Given problem: Return every one of the following items word for word, with no changes.

--- begin Given records ---

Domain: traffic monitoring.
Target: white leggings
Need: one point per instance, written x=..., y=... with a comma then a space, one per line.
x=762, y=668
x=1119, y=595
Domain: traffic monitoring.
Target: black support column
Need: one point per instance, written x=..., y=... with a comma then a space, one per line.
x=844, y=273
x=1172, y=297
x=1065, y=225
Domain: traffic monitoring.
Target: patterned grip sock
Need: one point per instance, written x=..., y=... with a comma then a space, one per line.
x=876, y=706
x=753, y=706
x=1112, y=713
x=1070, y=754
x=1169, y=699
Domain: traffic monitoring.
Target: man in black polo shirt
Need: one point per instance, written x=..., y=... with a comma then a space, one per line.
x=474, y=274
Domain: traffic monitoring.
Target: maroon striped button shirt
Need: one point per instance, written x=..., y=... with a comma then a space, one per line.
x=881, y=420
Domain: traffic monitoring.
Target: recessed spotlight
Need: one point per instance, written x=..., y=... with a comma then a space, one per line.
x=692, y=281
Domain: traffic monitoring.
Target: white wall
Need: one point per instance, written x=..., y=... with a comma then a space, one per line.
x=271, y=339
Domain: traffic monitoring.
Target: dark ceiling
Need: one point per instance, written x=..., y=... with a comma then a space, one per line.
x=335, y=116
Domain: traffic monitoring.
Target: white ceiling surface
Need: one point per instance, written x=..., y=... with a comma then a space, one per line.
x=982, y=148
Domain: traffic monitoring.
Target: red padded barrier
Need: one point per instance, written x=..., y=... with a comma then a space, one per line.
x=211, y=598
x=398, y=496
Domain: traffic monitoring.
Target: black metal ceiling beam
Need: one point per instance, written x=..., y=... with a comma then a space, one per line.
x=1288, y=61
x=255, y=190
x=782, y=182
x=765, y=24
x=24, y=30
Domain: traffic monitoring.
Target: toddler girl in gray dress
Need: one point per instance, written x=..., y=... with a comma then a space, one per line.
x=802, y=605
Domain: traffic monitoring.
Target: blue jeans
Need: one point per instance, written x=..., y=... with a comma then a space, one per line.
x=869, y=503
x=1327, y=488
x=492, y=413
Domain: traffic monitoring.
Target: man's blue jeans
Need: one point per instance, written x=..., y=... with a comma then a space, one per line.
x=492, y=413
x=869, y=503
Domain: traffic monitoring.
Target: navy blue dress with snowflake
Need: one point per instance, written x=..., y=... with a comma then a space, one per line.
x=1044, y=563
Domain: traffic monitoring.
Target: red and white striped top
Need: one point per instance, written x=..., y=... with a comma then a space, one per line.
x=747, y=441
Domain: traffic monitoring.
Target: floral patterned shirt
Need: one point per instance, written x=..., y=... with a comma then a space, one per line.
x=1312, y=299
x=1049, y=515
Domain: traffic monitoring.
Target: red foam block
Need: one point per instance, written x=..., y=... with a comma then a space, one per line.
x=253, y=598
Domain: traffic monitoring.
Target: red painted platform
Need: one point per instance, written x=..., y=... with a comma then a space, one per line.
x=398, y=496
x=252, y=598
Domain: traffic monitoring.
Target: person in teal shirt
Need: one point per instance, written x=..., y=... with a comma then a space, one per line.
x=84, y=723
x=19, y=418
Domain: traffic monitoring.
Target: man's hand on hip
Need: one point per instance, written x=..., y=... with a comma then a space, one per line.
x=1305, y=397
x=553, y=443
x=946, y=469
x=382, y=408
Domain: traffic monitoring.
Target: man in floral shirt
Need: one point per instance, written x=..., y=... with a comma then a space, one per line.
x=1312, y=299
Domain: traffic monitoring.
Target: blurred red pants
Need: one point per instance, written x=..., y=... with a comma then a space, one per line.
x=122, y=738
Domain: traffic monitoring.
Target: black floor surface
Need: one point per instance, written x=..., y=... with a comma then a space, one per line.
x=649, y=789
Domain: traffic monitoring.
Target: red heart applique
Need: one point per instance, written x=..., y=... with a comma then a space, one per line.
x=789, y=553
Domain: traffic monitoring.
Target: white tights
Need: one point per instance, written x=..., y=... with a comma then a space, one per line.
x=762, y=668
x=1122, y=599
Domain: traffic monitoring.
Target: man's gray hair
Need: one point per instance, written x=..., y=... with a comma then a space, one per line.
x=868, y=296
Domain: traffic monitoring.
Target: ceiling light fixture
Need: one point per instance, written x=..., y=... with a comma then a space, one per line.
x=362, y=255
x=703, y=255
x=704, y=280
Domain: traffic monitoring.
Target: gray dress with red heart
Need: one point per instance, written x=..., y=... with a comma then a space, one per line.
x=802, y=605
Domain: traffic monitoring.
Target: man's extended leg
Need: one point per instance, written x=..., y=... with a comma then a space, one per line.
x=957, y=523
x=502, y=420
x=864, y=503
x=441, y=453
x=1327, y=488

--- end Given records ---

Exercise answer:
Domain: traffic monitoring.
Target: white leggings
Need: one point per instance, written x=..., y=... with a comma then a space, one per line.
x=762, y=668
x=1119, y=595
Domain: traffic monitoring.
Target: black support column
Need: one point per instance, written x=..., y=... with a comma then a space, one per line.
x=844, y=273
x=1172, y=297
x=1065, y=225
Domain: traffic monitoring.
Target: patterned grip sock
Need: one point per instance, written x=..., y=... with a comma then a space, one per line.
x=876, y=706
x=753, y=706
x=1112, y=713
x=1070, y=754
x=1169, y=699
Domain: traffic monitoring.
Target: man in black polo shirt
Need: one point per instance, written x=..., y=... with a comma then a space, one per line.
x=474, y=274
Domain: traffic monitoring.
Target: maroon striped button shirt
Need: one point per instance, written x=..., y=... with a comma then a space, one per line.
x=881, y=420
Domain: traffic monitoring.
Target: recessed spotlight
Need: one point per instance, written x=..., y=... with a comma then a space, one per line.
x=692, y=281
Domain: traffic monitoring.
Target: white wall
Need: one point per instance, written x=..., y=... with a comma then a space, one per line.
x=271, y=339
Domain: traffic monitoring.
Target: dark ceiling
Need: one point per instance, written x=..., y=... with a comma then a space, one per line.
x=335, y=116
Domain: traffic monitoring.
Target: white ceiling surface
Need: one point per instance, written x=..., y=... with a comma then a space, one per line.
x=982, y=148
Domain: traffic monitoring.
Target: red padded barrier
Need: one point per instance, written x=..., y=... with a comma then a space, one per line.
x=211, y=598
x=398, y=496
Domain: traffic monitoring.
Target: black metal ceiling beam
Need: one point per instance, written x=..., y=... with a comma then a space, one per line.
x=1288, y=61
x=255, y=190
x=782, y=182
x=765, y=24
x=24, y=30
Domain: traffic monitoring.
Target: toddler girl in gray dress
Need: one point per instance, written x=..., y=... with a comma then a space, one per line.
x=802, y=605
Domain: traffic monitoring.
Target: blue jeans
Need: one point per instance, written x=..., y=... with a comma then a space, one per line.
x=869, y=503
x=1327, y=488
x=492, y=413
Domain: traffic monitoring.
Target: man's blue jeans
Need: one point per instance, written x=..., y=... with a comma then a space, one per line.
x=492, y=413
x=869, y=503
Domain: traffic monitoring.
Target: navy blue dress with snowflake
Need: one point per instance, written x=..., y=... with a comma then a space, one per line.
x=1044, y=563
Domain: traffic monitoring.
Target: red and white striped top
Need: one point per instance, written x=..., y=... with a comma then a space, one per line.
x=747, y=441
Domain: traffic monitoring.
Target: floral patterned shirt
Need: one point per instance, written x=..., y=... with a comma then a space, one per line.
x=1312, y=299
x=1049, y=515
Domain: traffic monitoring.
Target: red foam block
Need: one point per instance, written x=..., y=... with a comma then a space, one per line.
x=253, y=598
Domain: traffic monitoring.
Target: red painted platform
Need: one point per instance, written x=..., y=... with a comma then a space, one per line.
x=398, y=496
x=252, y=598
Domain: traffic monitoring.
Target: person in teal shirt
Need: one point per instance, written x=..., y=... with a comma then a space, one per line.
x=84, y=723
x=19, y=418
Domain: traffic monitoring.
Target: man's hand on hip
Need: one point per instance, written x=..., y=... with a comma then a space, one per line.
x=1305, y=397
x=553, y=443
x=946, y=469
x=382, y=408
Domain: traffic monitoring.
Target: man in floral shirt
Need: one point per instance, written x=..., y=... with a comma then a space, one per line.
x=1312, y=299
Domain: traffic monitoring.
Target: blurred red pants
Need: one point per instance, written x=..., y=... with a comma then a space, one per line.
x=122, y=738
Domain: traffic monitoring.
Target: black floor surface
Need: one point per instance, written x=..., y=... with a comma then a space, one per line.
x=649, y=789
Domain: traffic monitoring.
Target: red heart applique
Need: one point per instance, written x=..., y=... with a comma then a space, one per line.
x=789, y=553
Domain: traffic monitoring.
Target: white tights
Need: one point per instance, written x=..., y=... with a comma then a space, one per line.
x=762, y=668
x=1122, y=599
Domain: traffic monitoring.
Target: man's gray hair
Need: one point per instance, written x=..., y=... with a comma then a space, one per line.
x=868, y=296
Domain: traffic monitoring.
Target: ceiling light fixture
Need: one point per instance, written x=..., y=... with a comma then a space, one per line.
x=362, y=255
x=703, y=255
x=704, y=280
Domain: traffic monitoring.
Target: gray dress with red heart
Need: one point per instance, written x=..., y=... with a comma then a space, one per line.
x=802, y=605
Domain: traffic monitoring.
Target: man's extended leg
Need: one point per instance, written x=..., y=... with a comma then a space, one per line.
x=957, y=523
x=502, y=420
x=864, y=503
x=441, y=453
x=1327, y=488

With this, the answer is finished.